Guru Nanak and Mardana set out from Mashhad on the old route in North Iran and reached Balkh, a town in the northern part of Afghanistan.

These days Balkh falls in the northern state of Mazar-i-Sharif in Afghanistan. It has since been named Wazirabad. It was situated on a bank of the Balkh river which flows down north and falls into the Amu river 50 miles (80 km.) downstream from this place.

The town perished several time as a result of political ups and downs, but each time it was resurrected soon thereafter. It had got rehabilitated prior to the times of Guru Nanak, in the beginning of the 15th century.

Guru Nanak and Mardana passed through Balkh and reached Kabul.

Kabul is today the capital of Afghanistan. It acquired the status of a capital town for the first time during the regime of Babur when he conquered it in A.D. 1504.

At the time of Guru Nanak several routes led to Kabul. In the north, a route existed from Balkh, in the south from Kandahar and in the east from Bannu and Peshawar.

Guru Nanak stayed outside the city of Kabul towards Sultanpur side. Here some holy men met him and held a discourse with him. They warned him that this was a land of the Muslims and he being a Hindu must be cautious.

The Guru replied that the same Divine Light pervades all. God has created all beings in the same mould. However, some of them wear janeu while some others got themselves circumscribed.

Those holy men were deeply impressed by the Guru’s words. The Guru spent some time in Kabul and journeyed ahead.

There was an old gurdwara in memory of Guru Nanak’s visit to Kabul. However, when new construction started in Kabul, the gurdwara building happened to obstruct a road. The Afghan government demolished this shrine. This gurdwara was in the Pan Chowk Jubba in Kabul.

Peshawar (Gorakh Hatri)

Peshawar was 181 miles (289.6 km.) from Kabul via Khaibar Pass.

At the time of Guru Nanak this route was rather difficult. According to Ain-i-Akbari, this route was opened during the regime of Emperor Akbar and that the Emperor also made it somewhat easier.

At the time of Guru Nanak, the route through Kuram Pass was commonly used for journey from Kabul to Peshawar.

Guru Nanak also took this route. It is for that reason that we find gurdwaras in the memory of the Guru on the banks of the Parachinar and the Kuram rivers. These gurdwaras were in place till 1947.

Travelling from Afghanistan, there was a gurdwara in Peshawar town just near inside the Pakistan boundary. This shrine was also built in commemoration of the Guru’s visit. Travelling down from Parachinar, there was another Sikh shrine in Maulana village, 2 or 3 miles (about 5 km.) away from Parachinar. The tradition of the Guru having stayed in the village was current among the Muslim population there.

- **STATED EXERCISE 1**: Reproduce the part of the account of Guru Nanak's travels through Afghanistan that opens with the words containing "Guru Nanak stayed" and closes with "must be cautious.".

- **EXERCISE MATERIALS**:
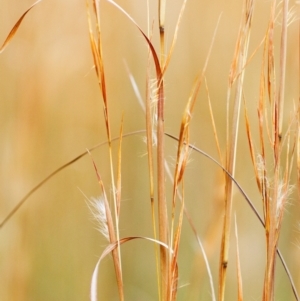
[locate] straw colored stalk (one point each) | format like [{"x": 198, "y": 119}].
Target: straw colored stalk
[
  {"x": 112, "y": 237},
  {"x": 96, "y": 47},
  {"x": 236, "y": 74}
]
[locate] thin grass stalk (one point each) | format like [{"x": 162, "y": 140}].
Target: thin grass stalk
[
  {"x": 283, "y": 51},
  {"x": 149, "y": 135},
  {"x": 162, "y": 205},
  {"x": 238, "y": 264},
  {"x": 240, "y": 60},
  {"x": 99, "y": 67},
  {"x": 161, "y": 20},
  {"x": 112, "y": 236}
]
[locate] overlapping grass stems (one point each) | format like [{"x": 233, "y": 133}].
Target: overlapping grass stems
[{"x": 274, "y": 186}]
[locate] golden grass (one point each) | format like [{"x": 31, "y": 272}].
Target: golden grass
[{"x": 273, "y": 159}]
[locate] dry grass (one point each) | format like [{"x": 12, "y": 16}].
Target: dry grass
[{"x": 176, "y": 219}]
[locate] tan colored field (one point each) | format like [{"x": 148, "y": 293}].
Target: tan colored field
[{"x": 52, "y": 110}]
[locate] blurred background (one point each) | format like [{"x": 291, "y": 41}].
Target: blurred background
[{"x": 51, "y": 111}]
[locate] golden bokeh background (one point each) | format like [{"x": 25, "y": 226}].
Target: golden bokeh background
[{"x": 51, "y": 111}]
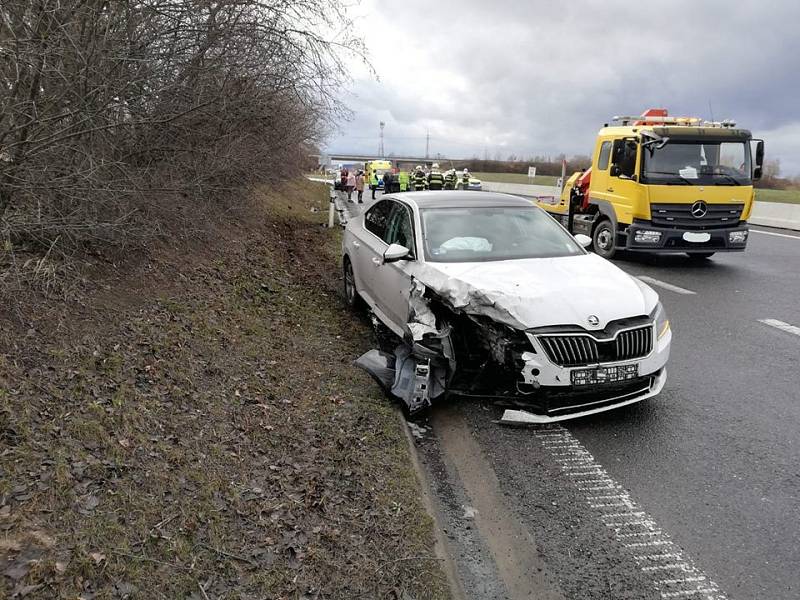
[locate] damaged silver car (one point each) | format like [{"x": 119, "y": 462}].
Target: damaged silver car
[{"x": 487, "y": 296}]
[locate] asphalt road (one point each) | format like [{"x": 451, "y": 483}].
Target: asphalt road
[
  {"x": 716, "y": 458},
  {"x": 713, "y": 462}
]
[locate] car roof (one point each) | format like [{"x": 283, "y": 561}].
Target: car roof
[{"x": 459, "y": 199}]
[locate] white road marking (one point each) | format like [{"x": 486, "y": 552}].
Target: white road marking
[
  {"x": 781, "y": 325},
  {"x": 794, "y": 237},
  {"x": 666, "y": 286},
  {"x": 687, "y": 580}
]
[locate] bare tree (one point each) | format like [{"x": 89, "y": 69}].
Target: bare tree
[{"x": 111, "y": 110}]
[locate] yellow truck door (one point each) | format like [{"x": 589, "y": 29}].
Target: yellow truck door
[
  {"x": 622, "y": 187},
  {"x": 599, "y": 185}
]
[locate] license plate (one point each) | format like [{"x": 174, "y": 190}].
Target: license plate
[
  {"x": 604, "y": 374},
  {"x": 699, "y": 238}
]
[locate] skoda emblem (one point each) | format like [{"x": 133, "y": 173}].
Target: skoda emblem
[{"x": 699, "y": 209}]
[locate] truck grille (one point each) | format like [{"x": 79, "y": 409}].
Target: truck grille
[
  {"x": 583, "y": 349},
  {"x": 679, "y": 216}
]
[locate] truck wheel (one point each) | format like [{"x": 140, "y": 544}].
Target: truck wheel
[
  {"x": 603, "y": 239},
  {"x": 350, "y": 293}
]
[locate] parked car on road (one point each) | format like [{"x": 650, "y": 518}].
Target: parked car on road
[{"x": 488, "y": 296}]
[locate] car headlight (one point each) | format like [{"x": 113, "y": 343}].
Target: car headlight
[{"x": 661, "y": 320}]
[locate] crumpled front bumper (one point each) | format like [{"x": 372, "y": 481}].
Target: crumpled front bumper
[{"x": 580, "y": 401}]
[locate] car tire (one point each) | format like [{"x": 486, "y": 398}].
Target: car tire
[
  {"x": 351, "y": 297},
  {"x": 604, "y": 239}
]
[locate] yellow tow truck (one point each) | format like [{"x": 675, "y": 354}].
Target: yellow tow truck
[{"x": 664, "y": 184}]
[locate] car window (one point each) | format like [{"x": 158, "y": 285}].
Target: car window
[
  {"x": 377, "y": 217},
  {"x": 493, "y": 233},
  {"x": 399, "y": 229},
  {"x": 605, "y": 154}
]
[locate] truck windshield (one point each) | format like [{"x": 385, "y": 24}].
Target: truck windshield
[
  {"x": 697, "y": 163},
  {"x": 482, "y": 234}
]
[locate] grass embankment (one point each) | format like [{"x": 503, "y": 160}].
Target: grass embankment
[
  {"x": 207, "y": 436},
  {"x": 517, "y": 178}
]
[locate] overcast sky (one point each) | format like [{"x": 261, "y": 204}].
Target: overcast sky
[{"x": 529, "y": 78}]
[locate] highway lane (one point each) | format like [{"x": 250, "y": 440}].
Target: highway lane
[
  {"x": 716, "y": 458},
  {"x": 710, "y": 468}
]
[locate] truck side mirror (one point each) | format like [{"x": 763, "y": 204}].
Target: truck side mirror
[{"x": 759, "y": 166}]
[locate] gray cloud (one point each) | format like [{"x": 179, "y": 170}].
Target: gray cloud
[{"x": 541, "y": 78}]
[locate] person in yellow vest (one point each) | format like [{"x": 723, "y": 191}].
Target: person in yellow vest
[
  {"x": 435, "y": 178},
  {"x": 402, "y": 178},
  {"x": 450, "y": 179},
  {"x": 464, "y": 183},
  {"x": 420, "y": 182}
]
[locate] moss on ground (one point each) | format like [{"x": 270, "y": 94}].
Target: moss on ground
[{"x": 213, "y": 441}]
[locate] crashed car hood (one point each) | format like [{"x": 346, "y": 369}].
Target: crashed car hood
[{"x": 538, "y": 292}]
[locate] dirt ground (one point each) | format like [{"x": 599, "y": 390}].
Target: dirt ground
[{"x": 194, "y": 429}]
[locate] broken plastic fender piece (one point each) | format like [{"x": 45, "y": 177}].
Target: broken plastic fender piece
[{"x": 380, "y": 365}]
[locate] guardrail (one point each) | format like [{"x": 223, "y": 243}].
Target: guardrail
[{"x": 767, "y": 214}]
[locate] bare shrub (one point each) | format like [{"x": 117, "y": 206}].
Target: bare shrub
[{"x": 118, "y": 116}]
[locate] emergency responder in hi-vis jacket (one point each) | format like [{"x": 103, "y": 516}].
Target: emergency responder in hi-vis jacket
[
  {"x": 402, "y": 177},
  {"x": 450, "y": 179},
  {"x": 465, "y": 179},
  {"x": 435, "y": 178},
  {"x": 419, "y": 179}
]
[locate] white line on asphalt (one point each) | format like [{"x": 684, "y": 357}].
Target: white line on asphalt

- **STATED EXERCISE 2**: Pick out every line of the records that contains the string "hood", treating uppercase and lowercase as different.

- **CORRECT OUTPUT 1**:
Guru Nanak stayed outside the city of Kabul towards Sultanpur side. Here some holy men met him and held a discourse with him. They warned him that this was a land of the Muslims and he being a Hindu must be cautious.

- **CORRECT OUTPUT 2**:
[locate] crashed car hood (one point each) | format like [{"x": 346, "y": 369}].
Target: crashed car hood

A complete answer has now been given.